**Aim of the task**
Present the following entries again, word for word and in full.

(Stored data entries)
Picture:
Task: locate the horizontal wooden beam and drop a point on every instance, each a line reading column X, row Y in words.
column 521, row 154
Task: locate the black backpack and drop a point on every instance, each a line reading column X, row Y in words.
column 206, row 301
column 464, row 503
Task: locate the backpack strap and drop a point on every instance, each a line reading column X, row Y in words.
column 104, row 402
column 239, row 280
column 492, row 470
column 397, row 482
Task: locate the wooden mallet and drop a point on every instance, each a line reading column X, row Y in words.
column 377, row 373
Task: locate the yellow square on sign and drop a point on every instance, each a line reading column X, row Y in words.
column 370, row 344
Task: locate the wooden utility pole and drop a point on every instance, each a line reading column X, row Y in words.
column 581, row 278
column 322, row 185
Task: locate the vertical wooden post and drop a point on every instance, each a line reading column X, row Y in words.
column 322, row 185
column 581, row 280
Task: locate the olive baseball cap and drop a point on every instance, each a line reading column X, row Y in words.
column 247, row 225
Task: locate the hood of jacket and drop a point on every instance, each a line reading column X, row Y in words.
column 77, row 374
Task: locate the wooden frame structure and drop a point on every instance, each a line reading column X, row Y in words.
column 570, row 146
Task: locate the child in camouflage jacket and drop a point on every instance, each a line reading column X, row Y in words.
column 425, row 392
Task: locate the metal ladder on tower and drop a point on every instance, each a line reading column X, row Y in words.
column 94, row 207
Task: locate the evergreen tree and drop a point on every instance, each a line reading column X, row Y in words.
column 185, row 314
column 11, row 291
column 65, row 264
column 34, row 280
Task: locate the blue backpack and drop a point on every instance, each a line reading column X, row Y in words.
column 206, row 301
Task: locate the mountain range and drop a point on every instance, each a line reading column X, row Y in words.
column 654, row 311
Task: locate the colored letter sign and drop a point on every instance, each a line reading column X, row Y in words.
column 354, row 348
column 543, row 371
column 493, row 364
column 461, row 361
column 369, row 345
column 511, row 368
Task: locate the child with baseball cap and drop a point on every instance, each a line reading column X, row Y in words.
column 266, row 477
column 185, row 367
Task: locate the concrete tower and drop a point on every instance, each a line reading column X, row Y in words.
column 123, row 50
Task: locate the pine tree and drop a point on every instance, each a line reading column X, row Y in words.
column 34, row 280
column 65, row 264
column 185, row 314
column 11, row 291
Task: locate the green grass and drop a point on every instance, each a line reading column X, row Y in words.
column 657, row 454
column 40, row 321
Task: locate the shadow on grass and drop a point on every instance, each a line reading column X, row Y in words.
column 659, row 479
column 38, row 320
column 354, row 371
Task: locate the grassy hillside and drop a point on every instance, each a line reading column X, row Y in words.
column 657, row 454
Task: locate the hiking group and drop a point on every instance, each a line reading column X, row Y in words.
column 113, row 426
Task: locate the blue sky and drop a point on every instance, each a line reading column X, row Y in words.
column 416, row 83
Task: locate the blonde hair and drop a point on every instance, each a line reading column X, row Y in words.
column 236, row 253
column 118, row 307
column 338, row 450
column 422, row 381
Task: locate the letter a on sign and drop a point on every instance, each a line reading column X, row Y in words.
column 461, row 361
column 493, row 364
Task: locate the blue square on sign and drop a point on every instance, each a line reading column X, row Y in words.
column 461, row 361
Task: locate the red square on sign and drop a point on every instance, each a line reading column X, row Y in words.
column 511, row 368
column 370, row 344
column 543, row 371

**Reply**
Picture:
Task: locate the horizontal wooden beam and drop a point on every instance, each a line reading column X, row Y in words.
column 521, row 154
Task: locate the black backpack and drop a point on every instance, each a line reading column X, row Y in words.
column 206, row 301
column 464, row 503
Task: locate the backpack strap and drop a point on every instance, each a line reading column X, row Y in words.
column 104, row 402
column 239, row 280
column 492, row 470
column 397, row 482
Task: locate the wooden mallet and drop a point on every instance, each a line reading column X, row Y in words.
column 377, row 373
Task: locate the yellow square on sign and drop a point on every instance, each a line reading column X, row Y in words.
column 370, row 344
Task: locate the wooden utility pole and drop a point on every instance, each a line reading column X, row Y in words.
column 581, row 278
column 322, row 185
Task: locate the vertical wooden post and drop a point on every instance, each a line reading column X, row Y in words.
column 322, row 185
column 581, row 280
Task: locate the olive baseball cap and drop a point on every instance, each a line reading column X, row Y in words.
column 247, row 225
Task: locate the hood of jacket and drop a point on every instance, each a line reading column X, row Y in words.
column 77, row 374
Task: locate the wooden frame structure and drop a point on every instance, each a line reading column X, row Y in words.
column 570, row 146
Task: locate the child in camouflage jacket and drop a point on every instance, each a line reading column X, row Y in words.
column 425, row 392
Task: locate the metal ladder on tower and drop a point on every instance, each a line reading column X, row Y in words.
column 94, row 207
Task: locate the evergreen tree and drop a point on every instance, each a line reading column X, row Y in words.
column 185, row 314
column 11, row 291
column 65, row 264
column 34, row 280
Task: locate the blue backpack and drop a point on every instance, each a line reading column X, row Y in words.
column 206, row 301
Task: locate the mountain range and drop a point on every instance, each a line reading column X, row Y in words.
column 654, row 311
Task: locate the colored letter sign and drop a point on every instance, each a line reading column X, row Y in words.
column 354, row 348
column 543, row 371
column 493, row 364
column 461, row 361
column 369, row 345
column 511, row 368
Task: locate the child with baseball cap and drop a point on every instance, each a line reading column X, row Y in words.
column 266, row 477
column 185, row 367
Task: locate the concrete tower and drop a point on every instance, each a line reading column X, row Y in words.
column 123, row 50
Task: locate the pine tree and drop a point on every instance, each a line reading column X, row Y in words.
column 34, row 280
column 65, row 264
column 185, row 314
column 11, row 291
Task: locate the green grass and drop a point on every instance, each a line reading column X, row Y in words.
column 657, row 454
column 40, row 321
Task: locate the shadow on grass and drop a point on every instance, each a line reading column X, row Y in words.
column 659, row 479
column 38, row 320
column 354, row 371
Task: locate the grassy hillside and drop a point on every instance, each a line reading column X, row Y in words.
column 657, row 454
Task: locate the hiking group and drop a point on every instance, each a line reading column X, row Y in words.
column 113, row 426
Task: locate the blue sky and drop a point on every instance, each a line reading column X, row Y in words.
column 416, row 83
Task: locate the blonde hair and drop a point on every instance, each a line reading column X, row Y in words.
column 236, row 253
column 118, row 307
column 338, row 450
column 422, row 381
Task: locate the letter a on sign and drop a point on every instance, each a line reading column X, row Y in words.
column 461, row 361
column 493, row 364
Task: locate the blue square on sign and drop a point on every instance, each a line reading column X, row Y in words.
column 461, row 361
Task: locate the red square on sign and drop a point on every instance, each a line reading column X, row Y in words.
column 511, row 368
column 370, row 344
column 543, row 371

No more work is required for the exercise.